Request:
Write out the data again, swapping "tag" for "mark" everywhere and keeping everything else the same. Leave the pictures out of your answer.

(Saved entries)

+===+

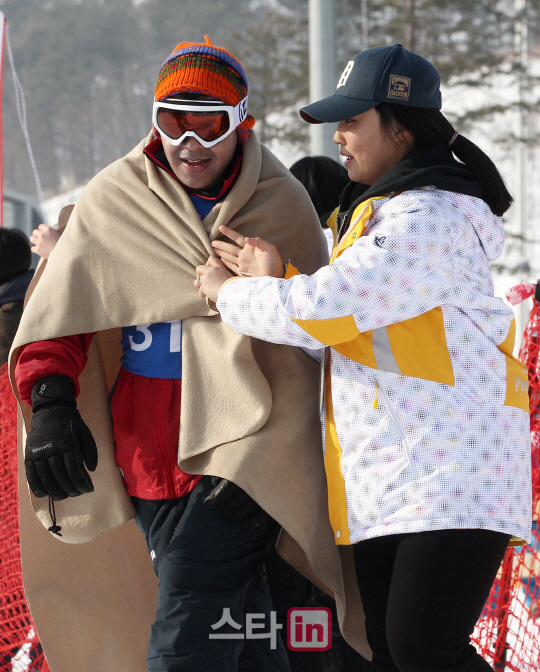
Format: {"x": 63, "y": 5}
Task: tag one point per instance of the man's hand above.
{"x": 44, "y": 239}
{"x": 59, "y": 444}
{"x": 210, "y": 277}
{"x": 254, "y": 257}
{"x": 234, "y": 503}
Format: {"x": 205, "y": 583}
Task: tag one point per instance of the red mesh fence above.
{"x": 508, "y": 633}
{"x": 20, "y": 650}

+===+

Full solution:
Format: {"x": 63, "y": 5}
Task: mark one point per instance of the man's hand above.
{"x": 44, "y": 239}
{"x": 59, "y": 444}
{"x": 210, "y": 277}
{"x": 254, "y": 257}
{"x": 234, "y": 503}
Format: {"x": 205, "y": 583}
Task: mark one point per instance of the red mesh fence above.
{"x": 508, "y": 633}
{"x": 20, "y": 650}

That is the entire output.